Your goal —
Take the line that contains "If you could tag the black glove" as the first and the last line of the material as the final one; set down exactly the lines in that span.

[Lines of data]

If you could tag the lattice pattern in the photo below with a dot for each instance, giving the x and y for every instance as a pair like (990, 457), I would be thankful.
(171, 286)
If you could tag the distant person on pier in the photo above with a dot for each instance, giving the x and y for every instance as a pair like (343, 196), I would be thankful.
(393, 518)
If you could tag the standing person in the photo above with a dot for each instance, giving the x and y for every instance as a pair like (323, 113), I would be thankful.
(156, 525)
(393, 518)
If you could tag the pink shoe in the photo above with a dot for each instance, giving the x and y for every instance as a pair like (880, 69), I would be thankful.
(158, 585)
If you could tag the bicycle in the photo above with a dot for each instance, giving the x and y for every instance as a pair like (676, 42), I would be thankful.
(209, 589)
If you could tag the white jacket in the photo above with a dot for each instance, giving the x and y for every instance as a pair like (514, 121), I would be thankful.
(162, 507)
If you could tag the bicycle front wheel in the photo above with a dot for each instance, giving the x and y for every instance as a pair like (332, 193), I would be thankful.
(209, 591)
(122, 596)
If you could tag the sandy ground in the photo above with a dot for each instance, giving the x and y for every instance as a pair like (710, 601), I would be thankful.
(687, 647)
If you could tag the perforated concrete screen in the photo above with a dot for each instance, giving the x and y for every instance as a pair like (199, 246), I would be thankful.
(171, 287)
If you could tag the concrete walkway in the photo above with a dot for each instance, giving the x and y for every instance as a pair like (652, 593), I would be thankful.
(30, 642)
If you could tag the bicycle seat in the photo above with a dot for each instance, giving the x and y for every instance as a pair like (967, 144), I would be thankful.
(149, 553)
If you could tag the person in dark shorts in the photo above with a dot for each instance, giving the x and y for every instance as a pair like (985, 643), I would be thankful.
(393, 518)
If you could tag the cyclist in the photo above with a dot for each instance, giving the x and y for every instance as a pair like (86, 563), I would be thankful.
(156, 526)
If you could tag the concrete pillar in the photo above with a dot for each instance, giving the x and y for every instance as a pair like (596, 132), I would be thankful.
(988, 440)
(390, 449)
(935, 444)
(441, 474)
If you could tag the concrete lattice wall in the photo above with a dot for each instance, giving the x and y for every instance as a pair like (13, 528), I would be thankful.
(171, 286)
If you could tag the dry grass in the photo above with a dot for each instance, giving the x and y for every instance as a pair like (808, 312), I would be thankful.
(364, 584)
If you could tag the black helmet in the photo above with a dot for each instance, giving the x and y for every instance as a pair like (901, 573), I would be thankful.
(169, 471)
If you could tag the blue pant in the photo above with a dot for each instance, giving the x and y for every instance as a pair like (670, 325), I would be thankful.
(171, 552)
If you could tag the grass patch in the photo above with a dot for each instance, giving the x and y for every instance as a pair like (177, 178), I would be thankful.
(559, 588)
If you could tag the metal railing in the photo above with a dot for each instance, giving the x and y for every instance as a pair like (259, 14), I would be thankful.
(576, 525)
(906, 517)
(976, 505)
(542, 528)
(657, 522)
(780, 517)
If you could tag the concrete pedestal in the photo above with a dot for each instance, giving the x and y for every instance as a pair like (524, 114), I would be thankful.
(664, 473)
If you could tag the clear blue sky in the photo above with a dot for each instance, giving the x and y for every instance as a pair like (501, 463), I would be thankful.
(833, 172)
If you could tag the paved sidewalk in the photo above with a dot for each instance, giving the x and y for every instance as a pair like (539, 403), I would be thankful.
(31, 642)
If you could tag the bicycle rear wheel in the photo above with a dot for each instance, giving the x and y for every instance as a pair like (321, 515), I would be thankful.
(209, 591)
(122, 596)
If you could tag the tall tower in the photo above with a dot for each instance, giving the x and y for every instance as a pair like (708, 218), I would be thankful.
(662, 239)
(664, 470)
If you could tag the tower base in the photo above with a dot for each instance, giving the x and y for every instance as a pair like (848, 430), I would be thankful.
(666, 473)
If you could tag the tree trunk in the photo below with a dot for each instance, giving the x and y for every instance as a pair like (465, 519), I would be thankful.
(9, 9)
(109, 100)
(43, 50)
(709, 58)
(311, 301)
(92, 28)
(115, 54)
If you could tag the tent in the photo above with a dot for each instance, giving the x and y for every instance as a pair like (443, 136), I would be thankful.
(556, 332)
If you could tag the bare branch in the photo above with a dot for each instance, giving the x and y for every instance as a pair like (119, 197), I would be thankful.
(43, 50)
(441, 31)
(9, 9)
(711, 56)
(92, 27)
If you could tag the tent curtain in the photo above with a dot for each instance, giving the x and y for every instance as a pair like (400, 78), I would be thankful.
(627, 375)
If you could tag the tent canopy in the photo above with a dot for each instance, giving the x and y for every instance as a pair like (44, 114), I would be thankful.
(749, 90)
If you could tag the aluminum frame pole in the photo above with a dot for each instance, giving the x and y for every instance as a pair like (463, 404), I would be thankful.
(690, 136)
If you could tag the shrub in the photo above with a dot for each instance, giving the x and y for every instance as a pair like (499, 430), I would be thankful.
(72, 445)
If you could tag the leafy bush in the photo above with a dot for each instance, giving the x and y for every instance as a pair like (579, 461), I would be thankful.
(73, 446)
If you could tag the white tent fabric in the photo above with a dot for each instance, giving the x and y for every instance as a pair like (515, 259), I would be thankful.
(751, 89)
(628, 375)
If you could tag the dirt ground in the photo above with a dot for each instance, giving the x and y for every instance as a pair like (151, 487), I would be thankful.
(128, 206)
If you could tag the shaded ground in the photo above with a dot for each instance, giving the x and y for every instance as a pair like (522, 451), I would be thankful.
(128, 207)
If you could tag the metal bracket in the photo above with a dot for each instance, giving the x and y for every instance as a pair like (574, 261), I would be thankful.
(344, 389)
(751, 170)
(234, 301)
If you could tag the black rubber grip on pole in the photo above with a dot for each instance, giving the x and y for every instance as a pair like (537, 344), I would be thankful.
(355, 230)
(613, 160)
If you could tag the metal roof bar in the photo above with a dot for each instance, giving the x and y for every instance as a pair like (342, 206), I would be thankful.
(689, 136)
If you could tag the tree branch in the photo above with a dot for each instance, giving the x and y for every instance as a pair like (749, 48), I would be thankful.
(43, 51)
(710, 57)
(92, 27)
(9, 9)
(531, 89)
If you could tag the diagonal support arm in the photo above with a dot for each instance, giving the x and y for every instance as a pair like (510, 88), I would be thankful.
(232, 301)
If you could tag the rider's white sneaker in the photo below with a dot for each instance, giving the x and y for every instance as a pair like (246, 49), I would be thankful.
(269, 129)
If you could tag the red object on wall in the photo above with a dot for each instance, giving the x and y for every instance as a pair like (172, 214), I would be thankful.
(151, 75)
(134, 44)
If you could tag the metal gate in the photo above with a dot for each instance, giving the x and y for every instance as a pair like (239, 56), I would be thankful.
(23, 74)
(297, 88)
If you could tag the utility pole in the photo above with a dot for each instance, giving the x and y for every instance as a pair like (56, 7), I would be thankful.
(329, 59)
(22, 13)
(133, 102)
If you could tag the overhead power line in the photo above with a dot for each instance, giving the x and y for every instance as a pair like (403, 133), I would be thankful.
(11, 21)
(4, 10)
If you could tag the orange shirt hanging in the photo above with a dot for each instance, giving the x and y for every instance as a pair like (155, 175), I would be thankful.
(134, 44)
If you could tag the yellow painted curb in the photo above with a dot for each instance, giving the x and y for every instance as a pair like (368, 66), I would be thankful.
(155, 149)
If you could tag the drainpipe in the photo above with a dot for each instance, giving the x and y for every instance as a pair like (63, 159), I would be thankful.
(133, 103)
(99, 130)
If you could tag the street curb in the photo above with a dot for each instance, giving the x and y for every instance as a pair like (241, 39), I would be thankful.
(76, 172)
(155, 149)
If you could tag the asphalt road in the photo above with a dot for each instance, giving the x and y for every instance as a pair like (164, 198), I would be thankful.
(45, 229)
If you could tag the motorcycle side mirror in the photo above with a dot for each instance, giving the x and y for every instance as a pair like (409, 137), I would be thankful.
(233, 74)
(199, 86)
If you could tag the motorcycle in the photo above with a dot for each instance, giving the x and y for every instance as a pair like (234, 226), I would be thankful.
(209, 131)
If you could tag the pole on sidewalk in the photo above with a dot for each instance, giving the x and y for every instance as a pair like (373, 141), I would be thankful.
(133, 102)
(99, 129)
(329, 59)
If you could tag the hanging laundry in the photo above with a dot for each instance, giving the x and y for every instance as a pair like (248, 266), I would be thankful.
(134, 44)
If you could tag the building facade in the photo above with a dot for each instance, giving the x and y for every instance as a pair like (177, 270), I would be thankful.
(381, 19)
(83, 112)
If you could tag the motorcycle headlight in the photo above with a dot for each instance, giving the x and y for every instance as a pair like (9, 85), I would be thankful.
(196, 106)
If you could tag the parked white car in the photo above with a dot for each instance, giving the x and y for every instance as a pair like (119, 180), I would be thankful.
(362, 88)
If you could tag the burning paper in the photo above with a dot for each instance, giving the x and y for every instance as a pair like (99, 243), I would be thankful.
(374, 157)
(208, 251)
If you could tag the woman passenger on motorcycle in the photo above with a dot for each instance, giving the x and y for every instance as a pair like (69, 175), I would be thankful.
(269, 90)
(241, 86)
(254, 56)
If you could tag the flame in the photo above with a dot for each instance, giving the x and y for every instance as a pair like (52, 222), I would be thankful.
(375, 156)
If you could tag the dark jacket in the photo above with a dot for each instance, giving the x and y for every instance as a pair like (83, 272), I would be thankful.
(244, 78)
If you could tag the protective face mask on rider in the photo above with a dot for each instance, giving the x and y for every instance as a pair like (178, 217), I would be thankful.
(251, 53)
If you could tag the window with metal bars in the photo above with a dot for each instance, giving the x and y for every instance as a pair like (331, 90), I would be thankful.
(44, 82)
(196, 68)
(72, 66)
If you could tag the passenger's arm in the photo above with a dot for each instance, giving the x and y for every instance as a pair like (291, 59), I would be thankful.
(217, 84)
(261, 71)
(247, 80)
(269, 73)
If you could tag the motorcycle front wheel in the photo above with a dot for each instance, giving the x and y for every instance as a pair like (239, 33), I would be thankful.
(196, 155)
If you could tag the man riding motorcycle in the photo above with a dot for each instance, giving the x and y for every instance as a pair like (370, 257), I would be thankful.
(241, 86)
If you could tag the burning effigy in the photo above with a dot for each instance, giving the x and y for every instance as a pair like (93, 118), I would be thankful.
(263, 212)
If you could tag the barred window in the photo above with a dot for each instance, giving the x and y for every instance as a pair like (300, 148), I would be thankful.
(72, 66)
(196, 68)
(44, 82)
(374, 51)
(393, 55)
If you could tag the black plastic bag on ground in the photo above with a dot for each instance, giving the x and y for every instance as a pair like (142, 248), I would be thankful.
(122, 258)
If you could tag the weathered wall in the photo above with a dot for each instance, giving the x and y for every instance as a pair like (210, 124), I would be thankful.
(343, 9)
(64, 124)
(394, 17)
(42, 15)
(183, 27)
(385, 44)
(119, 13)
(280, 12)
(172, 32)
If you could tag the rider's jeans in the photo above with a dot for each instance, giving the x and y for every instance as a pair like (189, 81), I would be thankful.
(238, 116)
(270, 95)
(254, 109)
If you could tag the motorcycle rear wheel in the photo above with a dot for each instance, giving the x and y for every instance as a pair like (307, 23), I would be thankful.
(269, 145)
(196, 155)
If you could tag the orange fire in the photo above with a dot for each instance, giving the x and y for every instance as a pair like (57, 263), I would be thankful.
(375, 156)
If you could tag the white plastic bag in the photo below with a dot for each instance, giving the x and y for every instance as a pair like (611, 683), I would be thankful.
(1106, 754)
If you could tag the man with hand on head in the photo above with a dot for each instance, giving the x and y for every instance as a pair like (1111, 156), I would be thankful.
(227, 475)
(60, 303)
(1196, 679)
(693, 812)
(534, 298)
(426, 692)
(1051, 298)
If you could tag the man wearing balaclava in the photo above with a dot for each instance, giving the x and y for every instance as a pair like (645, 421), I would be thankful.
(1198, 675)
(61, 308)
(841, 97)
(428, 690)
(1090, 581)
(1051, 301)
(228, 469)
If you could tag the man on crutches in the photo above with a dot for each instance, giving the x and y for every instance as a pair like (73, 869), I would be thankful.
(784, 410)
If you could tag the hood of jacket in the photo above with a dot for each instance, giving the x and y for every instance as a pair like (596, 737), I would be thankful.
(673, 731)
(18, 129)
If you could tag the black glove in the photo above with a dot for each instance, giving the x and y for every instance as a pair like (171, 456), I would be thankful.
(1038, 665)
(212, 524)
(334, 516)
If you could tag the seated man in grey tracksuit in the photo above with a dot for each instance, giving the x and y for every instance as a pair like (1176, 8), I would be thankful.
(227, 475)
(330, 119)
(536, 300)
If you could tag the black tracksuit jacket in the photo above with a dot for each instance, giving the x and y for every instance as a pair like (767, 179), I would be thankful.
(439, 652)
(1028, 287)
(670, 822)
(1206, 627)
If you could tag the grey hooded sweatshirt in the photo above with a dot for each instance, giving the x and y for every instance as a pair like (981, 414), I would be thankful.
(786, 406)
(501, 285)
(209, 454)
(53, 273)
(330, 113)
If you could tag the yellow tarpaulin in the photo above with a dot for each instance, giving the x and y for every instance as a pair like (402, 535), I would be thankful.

Complete response —
If you could tag the black glove in the photo above with a dot for each instance, giving the x and y for every instance as a pair like (171, 456), I would be thankful.
(1038, 665)
(212, 524)
(334, 516)
If you could tag the seated man in grey tracksuit in the photo above with a dot for each instance, giving the x and y for every instance as a pair like (1176, 8), I would be thankful.
(227, 475)
(330, 119)
(536, 300)
If you could tag the black tracksuit jacket in the photo above with a dot for each instance, giving the x and y for every instance as a pair like (767, 179), I would be thankful.
(439, 652)
(1028, 287)
(670, 822)
(1206, 627)
If you could tag the grey hooded sweatshirt in the photo above with a dot for each instance, giving the x and y for every instance as a pair like (981, 414), I would be thankful.
(786, 406)
(501, 285)
(209, 454)
(53, 273)
(330, 113)
If you could tag the yellow tarpaulin in the photo above with a dot for each instance, giving the x and y for every instance as a pair like (402, 535), I would be thankful.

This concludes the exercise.